• **Recorded information**:
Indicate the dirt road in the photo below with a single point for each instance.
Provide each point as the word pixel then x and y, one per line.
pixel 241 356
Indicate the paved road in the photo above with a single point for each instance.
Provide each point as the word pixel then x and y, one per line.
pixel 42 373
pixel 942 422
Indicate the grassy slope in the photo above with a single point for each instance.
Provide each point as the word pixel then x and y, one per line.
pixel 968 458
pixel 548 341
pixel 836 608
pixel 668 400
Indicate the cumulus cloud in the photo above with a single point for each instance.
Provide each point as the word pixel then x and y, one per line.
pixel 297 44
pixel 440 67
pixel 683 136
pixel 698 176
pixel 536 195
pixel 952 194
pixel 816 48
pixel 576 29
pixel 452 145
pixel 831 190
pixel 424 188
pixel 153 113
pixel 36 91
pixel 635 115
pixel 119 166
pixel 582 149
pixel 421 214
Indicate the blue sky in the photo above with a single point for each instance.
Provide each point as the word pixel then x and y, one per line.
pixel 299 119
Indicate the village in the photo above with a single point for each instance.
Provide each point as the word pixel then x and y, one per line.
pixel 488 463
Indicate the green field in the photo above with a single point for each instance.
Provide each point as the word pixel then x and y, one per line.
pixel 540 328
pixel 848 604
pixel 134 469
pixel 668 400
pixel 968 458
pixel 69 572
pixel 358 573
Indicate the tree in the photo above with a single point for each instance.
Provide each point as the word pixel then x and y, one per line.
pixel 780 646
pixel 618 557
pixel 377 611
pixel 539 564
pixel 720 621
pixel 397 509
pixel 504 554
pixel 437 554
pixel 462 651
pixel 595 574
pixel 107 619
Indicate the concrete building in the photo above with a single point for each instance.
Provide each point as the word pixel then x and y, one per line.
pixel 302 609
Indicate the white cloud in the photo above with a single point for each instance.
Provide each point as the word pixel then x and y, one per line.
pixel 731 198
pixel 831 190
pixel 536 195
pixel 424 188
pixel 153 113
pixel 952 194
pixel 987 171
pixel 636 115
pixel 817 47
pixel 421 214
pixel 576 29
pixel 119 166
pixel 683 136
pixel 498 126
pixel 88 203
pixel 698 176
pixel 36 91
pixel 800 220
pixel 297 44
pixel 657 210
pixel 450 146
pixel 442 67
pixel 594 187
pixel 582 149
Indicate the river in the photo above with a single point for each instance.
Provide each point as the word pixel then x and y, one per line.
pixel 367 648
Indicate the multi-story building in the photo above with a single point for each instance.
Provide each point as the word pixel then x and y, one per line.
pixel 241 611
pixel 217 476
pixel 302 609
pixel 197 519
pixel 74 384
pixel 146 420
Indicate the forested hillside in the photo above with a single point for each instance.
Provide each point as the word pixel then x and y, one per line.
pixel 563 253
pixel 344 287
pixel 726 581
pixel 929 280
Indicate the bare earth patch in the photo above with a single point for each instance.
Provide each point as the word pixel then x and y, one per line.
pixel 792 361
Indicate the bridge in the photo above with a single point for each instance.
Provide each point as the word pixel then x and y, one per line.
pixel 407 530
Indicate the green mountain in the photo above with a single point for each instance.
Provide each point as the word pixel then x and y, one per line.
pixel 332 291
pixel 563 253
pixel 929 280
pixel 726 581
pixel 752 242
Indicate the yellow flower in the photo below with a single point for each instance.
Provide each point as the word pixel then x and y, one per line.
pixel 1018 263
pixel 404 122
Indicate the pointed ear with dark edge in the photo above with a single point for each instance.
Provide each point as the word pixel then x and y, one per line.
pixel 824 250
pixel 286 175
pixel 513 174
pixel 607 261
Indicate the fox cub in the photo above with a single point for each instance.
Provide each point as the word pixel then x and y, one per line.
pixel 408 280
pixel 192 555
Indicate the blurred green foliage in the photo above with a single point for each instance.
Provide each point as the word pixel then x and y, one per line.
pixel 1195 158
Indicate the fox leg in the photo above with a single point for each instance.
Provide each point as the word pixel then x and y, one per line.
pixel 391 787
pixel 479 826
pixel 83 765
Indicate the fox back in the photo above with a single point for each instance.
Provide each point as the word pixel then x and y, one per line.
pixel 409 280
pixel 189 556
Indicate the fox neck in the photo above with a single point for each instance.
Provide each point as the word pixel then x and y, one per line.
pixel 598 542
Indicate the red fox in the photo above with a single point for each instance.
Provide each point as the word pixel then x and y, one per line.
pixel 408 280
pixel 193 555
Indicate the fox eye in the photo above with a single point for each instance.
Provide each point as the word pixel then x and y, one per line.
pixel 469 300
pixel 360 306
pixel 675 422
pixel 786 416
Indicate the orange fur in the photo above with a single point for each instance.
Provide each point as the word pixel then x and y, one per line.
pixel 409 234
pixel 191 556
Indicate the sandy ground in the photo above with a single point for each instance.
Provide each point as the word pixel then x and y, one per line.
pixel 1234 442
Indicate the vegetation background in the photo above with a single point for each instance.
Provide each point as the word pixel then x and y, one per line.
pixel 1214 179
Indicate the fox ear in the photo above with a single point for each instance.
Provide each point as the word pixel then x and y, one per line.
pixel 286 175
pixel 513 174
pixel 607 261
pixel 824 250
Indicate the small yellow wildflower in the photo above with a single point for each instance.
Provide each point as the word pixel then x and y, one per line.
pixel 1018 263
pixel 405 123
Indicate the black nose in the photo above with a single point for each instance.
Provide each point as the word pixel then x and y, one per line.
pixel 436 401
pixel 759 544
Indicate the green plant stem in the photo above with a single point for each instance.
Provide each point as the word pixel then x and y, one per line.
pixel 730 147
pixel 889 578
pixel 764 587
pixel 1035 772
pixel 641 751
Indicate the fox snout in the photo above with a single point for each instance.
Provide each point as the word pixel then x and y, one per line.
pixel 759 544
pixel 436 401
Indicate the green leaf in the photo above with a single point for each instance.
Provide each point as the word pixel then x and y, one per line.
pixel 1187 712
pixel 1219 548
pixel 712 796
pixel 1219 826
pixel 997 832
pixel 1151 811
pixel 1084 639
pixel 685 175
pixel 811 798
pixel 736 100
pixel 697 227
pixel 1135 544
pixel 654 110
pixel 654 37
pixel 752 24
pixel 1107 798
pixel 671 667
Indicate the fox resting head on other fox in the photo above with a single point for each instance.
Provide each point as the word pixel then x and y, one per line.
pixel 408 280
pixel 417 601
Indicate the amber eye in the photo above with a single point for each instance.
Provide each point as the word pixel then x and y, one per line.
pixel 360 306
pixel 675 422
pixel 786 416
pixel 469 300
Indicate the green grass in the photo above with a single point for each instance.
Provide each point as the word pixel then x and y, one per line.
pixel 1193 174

• **What you are asked to do**:
Print each entry exactly as it appears above.

• **Answer below**:
Indicate the dirt road in the photo below with a single point for each instance.
Provide each point as the word pixel then x and y, one per line.
pixel 241 356
Indicate the paved road in the photo above with a single point for each instance.
Provide each point as the word pixel then x and y, one per line.
pixel 42 373
pixel 942 422
Indicate the grassy slope in the photo above with a single point for each instance.
Provide each point as the word pixel then x and y, one per line.
pixel 968 458
pixel 548 341
pixel 836 608
pixel 668 400
Indicate the cumulus cloud in the photo above with a single point for each instance.
Provide each point as the word pixel then x and y, one per line.
pixel 297 44
pixel 440 67
pixel 683 136
pixel 698 176
pixel 536 195
pixel 952 194
pixel 816 48
pixel 576 29
pixel 452 145
pixel 831 190
pixel 424 188
pixel 153 113
pixel 36 91
pixel 635 115
pixel 119 166
pixel 582 149
pixel 421 214
Indicate the blue sky in the photo above with a single point for each instance.
Provide each point as the word pixel then x and y, one per line.
pixel 299 119
Indicate the village in the photo above with a single point for each instance.
Provide each point as the word pixel then x and y, one per line.
pixel 488 463
Indicate the green field in the photo above with a single point for each instance.
Provide each point as the word pixel then x and y, one per line.
pixel 540 328
pixel 848 604
pixel 134 469
pixel 668 400
pixel 968 458
pixel 69 572
pixel 358 573
Indicate the tree in the photo above with a single point for each instance.
Provide each point as the word pixel then x and y, one per line.
pixel 780 646
pixel 618 557
pixel 377 611
pixel 539 564
pixel 720 621
pixel 397 509
pixel 504 554
pixel 437 554
pixel 462 651
pixel 595 574
pixel 107 619
Indicate the concrete building in the photo above with a single point for each instance.
Provide each point as the word pixel then x and y, one per line.
pixel 302 609
Indicate the white cloud in the photo above with a single point for each instance.
Provide each point as the word pixel then x and y, one per line.
pixel 731 198
pixel 831 190
pixel 536 195
pixel 424 188
pixel 153 113
pixel 952 194
pixel 987 171
pixel 636 115
pixel 817 47
pixel 421 214
pixel 576 29
pixel 119 166
pixel 683 136
pixel 498 126
pixel 88 203
pixel 698 176
pixel 36 91
pixel 800 220
pixel 297 44
pixel 657 210
pixel 450 146
pixel 442 67
pixel 594 187
pixel 582 149
Indicate the river in the photo above with a single point for each instance.
Provide each point as the word pixel then x and y, one per line.
pixel 367 648
Indicate the multi-story building in the photo above with a single point for each instance.
Provide each point as the word pixel then x and y, one per line.
pixel 241 611
pixel 217 476
pixel 302 609
pixel 197 519
pixel 74 384
pixel 146 420
Indicate the forested hillside in the photo above with a single point for each instance.
Provide each point as the word pixel then x and y, one per line.
pixel 563 253
pixel 344 287
pixel 726 581
pixel 929 280
Indicate the bare earth patch in the photo above with a single point for each instance.
Provide each point as the word pixel then x and y, one per line.
pixel 792 361
Indicate the bridge in the photo above with a single point for each instance.
Provide each point as the word pixel then x and y, one per line.
pixel 407 530
Indicate the green mountain in the photo above with a single point for each instance.
Provide each point as the word pixel then x and y, one per line.
pixel 332 291
pixel 563 253
pixel 929 280
pixel 726 581
pixel 752 242
Indicate the yellow flower in the photo below with a single point for each instance.
Provide each point as the word pixel then x and y, one per line.
pixel 1018 263
pixel 404 122
Indicate the pointed ear with dark edge in the photo above with a single point for each instance.
Provide each point as the word pixel then x and y, one per line.
pixel 824 250
pixel 286 175
pixel 513 174
pixel 607 261
Indicate the fox cub in the photo above with a single point for each instance.
Provide each point as the word pixel then x and y, one per line.
pixel 408 280
pixel 192 555
Indicate the blurred green foliage in the photo above with a single point for each instance.
Provide each point as the word pixel then x and y, one per line.
pixel 1195 158
Indicate the fox leg in the photo above with a single point for each instance.
Provide each point as the word pixel then x and y, one per line.
pixel 391 787
pixel 479 826
pixel 83 765
Indicate the fox back in the photo above with a single point for each instance.
Provide each point as the word pixel then x and y, one per line.
pixel 409 280
pixel 189 556
Indicate the fox neck in the photo above with a single point for each instance.
Provide each point as the word pixel then x and y, one per line.
pixel 598 542
Indicate the red fox in the photo above with a single point for each instance.
Provide each point as the word pixel then x and y, one per line.
pixel 408 280
pixel 193 555
Indicate the fox eye in the photo above with a single point for each instance.
Provide each point as the word pixel then x and y, one per line.
pixel 469 300
pixel 360 306
pixel 675 422
pixel 786 416
Indicate the orange fur in the photo above with a single point for each instance.
Provide each point as the word pixel then x and y, one per line.
pixel 409 234
pixel 191 556
Indicate the sandy ground in the photo above with a single point for each instance.
Provide each point as the word pixel then x and y, one per line.
pixel 1234 442
Indicate the vegetation background in the photo above with a single point for each instance.
Provide each point as the word pixel then x and y, one per line.
pixel 1214 179
Indicate the fox ear in the photo above with a single point for each instance.
Provide each point as the word pixel then x and y, one per line.
pixel 286 175
pixel 513 174
pixel 607 261
pixel 824 250
Indicate the small yellow wildflower in the photo above with a single point for each instance.
Provide each point as the word pixel then x and y, one per line.
pixel 1018 263
pixel 405 123
Indicate the black nose in the photo above with a single point for each instance.
Provide each point as the word pixel then x and y, one per line.
pixel 436 401
pixel 759 544
Indicate the green plant stem in the photo above with a single point for each instance.
Provide each point as the word pixel then x and y, one per line.
pixel 730 147
pixel 889 578
pixel 764 587
pixel 1035 772
pixel 641 751
Indicate the fox snout in the photo above with a single point for each instance.
Provide each point as the word pixel then x and y, one per line.
pixel 759 544
pixel 436 401
Indicate the green leaf in the photo above with a single point for each instance.
Provide each point as the word pixel then x and y, one per line.
pixel 1187 712
pixel 1219 548
pixel 712 796
pixel 1219 826
pixel 997 832
pixel 1151 811
pixel 1084 639
pixel 685 175
pixel 811 798
pixel 736 100
pixel 697 227
pixel 1135 544
pixel 654 110
pixel 654 37
pixel 752 24
pixel 1107 798
pixel 671 667
Indicate the fox resting head on other fox in the photo above with a single point for each instance.
Provide each point as the word pixel then x and y, one per line.
pixel 408 280
pixel 417 601
Indicate the amber eye in the photo above with a single point for each instance.
Provide each point as the word pixel then x and y, one per line.
pixel 360 306
pixel 675 422
pixel 786 416
pixel 469 300
Indicate the green grass in the photo above with a single point for each instance.
Provide each point as the word pixel then x and y, one per line.
pixel 1193 174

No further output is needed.